Reality Based Self-Defense
by Meredith Gold

Realfighting
Mixed martial arts and no-holds barred fighting has really boosted interest in studying martial arts again; people are looking for reality, have you found this to be true in your circles?

Meredith Gold
When Peyton [Quinn], Bill Kipp and I went to the NAPMA conference (National Association of Professional Martial Artists) a couple of summers ago in Florida, it was really interesting, because there were a lot of demos, seminars, martial artists, and schools there, even Krav Maga. The underlying feeling was that people were looking for more realism. Although the art, honor and sport aspects are great; hey, come ‘on, if I’ve been training for 10 years I want to know that I can absolutely save my life.

Question
You must have been wondering how you would be received?

Meredith
Yes, there was a little trepidation, but I was really amazed…there were literally a thousand stylists, who were all school owners and they really received us well. I know enough about traditional martial arts that there’s an attitude that everyone thinks their art is the best.

Question
The recent surge of popularity in mixed martial arts seems to be a quest for real fighting techniques. The average student coming into a grappling class is also as likely to cross train in boxing, Muay Thai or other arts. Some of these students also realize [what bouncers and bodyguards have known for years] that handling adrenaline stress is more important than technique alone.

Meredith
Well, I’m thrilled to know that you’re getting that feedback from these fellows themselves since that was actually the topic of my latest article for Black Belt magazine (NOV. issue). The UFC and mixed martial arts has really brought to life a real interest in, and desire to learn more real fighting techniques, which I think is great; but I still think it’s really important that people recognize that there’s a big difference between training for the UFC and being prepared for a real world assault. When a fighter goes into that ring, they’re mentally prepared to fight, they know why they’re there…sure they’re experiencing adrenaline, but they’re not experiencing the debilitating effects of adrenaline, that comes from a real world assault.

# # # #

> **Exercise 1**
List every line in the entries that contains the word "distant", matching case exactly.

> **Rows**

# # # #

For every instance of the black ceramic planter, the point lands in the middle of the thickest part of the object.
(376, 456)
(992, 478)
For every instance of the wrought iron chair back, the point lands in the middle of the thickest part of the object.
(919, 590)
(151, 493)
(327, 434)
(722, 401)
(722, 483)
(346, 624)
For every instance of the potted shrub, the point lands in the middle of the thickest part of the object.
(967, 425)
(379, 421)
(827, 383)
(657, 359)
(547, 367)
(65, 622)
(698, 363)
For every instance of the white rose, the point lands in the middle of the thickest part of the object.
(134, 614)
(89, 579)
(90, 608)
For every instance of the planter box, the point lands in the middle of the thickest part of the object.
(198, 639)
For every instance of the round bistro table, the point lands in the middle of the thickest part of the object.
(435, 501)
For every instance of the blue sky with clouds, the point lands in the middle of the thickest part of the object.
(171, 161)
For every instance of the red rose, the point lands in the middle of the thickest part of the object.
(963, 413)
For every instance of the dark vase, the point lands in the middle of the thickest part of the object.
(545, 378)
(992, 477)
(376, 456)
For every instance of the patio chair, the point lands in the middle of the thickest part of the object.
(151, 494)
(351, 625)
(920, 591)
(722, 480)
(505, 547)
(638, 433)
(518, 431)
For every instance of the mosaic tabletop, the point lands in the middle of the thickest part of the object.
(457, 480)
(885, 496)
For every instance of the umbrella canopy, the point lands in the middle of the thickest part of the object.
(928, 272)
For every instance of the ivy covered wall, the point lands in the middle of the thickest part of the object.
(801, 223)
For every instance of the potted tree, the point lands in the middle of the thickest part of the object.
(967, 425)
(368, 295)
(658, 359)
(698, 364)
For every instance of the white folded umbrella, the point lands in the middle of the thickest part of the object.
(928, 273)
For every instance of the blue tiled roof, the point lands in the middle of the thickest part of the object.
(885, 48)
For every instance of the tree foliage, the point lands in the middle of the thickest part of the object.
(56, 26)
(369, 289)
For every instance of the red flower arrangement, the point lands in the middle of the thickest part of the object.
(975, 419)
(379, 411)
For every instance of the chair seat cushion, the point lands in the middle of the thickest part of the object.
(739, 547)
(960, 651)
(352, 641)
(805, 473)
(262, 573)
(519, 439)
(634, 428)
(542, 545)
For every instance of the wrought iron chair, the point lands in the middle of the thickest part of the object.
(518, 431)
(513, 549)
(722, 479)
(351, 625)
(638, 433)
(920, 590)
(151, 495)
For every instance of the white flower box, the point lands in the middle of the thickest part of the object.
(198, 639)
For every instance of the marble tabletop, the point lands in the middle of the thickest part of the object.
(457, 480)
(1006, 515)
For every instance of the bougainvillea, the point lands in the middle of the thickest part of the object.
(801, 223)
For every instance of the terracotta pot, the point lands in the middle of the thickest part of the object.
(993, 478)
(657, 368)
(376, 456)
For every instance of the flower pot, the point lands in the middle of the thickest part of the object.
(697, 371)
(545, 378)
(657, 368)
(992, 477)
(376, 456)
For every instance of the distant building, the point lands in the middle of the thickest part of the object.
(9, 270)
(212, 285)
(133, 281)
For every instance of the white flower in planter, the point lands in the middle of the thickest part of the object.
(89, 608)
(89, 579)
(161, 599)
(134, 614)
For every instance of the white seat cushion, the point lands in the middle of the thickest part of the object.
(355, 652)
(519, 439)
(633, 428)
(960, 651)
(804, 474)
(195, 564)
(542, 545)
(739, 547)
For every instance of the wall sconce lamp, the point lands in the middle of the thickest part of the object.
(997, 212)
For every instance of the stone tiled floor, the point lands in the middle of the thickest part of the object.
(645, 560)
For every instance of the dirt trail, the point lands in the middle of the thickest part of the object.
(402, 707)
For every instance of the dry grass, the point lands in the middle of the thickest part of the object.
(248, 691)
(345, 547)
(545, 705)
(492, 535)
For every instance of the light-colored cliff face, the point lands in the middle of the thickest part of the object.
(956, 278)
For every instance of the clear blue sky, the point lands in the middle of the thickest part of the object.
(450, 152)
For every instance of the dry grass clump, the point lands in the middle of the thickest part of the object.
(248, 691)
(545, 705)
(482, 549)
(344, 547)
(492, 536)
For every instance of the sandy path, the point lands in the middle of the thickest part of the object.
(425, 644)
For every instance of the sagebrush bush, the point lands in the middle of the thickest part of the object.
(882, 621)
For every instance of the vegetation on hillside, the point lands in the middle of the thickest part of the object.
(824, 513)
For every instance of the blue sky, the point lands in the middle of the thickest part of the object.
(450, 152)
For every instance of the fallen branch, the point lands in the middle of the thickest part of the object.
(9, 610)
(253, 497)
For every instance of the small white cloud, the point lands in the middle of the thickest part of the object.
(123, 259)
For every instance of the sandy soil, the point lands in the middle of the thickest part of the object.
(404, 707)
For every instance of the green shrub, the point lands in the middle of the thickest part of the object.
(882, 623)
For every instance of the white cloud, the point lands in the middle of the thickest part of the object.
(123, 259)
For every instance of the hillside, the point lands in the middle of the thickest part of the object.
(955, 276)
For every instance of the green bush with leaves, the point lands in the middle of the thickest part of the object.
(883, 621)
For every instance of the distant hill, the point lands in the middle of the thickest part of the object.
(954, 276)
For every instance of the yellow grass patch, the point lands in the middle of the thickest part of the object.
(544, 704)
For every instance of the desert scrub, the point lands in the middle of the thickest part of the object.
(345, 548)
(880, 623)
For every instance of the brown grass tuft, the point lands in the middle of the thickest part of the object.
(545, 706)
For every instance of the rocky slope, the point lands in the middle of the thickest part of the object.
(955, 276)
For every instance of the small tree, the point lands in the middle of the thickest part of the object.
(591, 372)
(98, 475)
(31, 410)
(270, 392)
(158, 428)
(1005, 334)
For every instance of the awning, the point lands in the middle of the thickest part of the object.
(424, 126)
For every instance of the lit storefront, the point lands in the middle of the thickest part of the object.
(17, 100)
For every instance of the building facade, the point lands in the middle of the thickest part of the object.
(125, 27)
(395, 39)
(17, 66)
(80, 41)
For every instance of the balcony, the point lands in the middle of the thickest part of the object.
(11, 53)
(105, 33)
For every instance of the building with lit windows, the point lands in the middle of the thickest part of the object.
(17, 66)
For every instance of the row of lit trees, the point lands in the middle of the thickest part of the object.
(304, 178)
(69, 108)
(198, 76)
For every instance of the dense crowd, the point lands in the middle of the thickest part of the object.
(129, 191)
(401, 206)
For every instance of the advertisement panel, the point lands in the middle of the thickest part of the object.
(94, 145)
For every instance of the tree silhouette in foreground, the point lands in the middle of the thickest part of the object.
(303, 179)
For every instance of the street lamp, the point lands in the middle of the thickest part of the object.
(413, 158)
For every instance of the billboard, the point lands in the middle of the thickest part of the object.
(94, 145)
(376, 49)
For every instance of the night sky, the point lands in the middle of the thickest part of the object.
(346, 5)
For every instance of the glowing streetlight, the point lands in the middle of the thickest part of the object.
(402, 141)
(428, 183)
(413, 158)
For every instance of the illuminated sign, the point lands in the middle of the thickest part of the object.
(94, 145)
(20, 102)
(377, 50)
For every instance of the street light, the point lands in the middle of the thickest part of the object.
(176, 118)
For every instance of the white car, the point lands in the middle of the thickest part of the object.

# # # #

> **Exercise 2**
Answer these questions from the interview about reality-based self-defense:
(a) In what state was the NAPMA conference held?
(b) How many stylists does Meredith Gold say were at the conference?
(c) Which magazine published Meredith Gold's latest article?

> **Complete output 1**
For every instance of the distant building, the point lands in the middle of the thickest part of the object.
For every instance of the distant hill, the point lands in the middle of the thickest part of the object.

> **Complete output 2**
(a) Florida.
(b) Literally a thousand, all of them school owners.
(c) Black Belt magazine, in its November issue.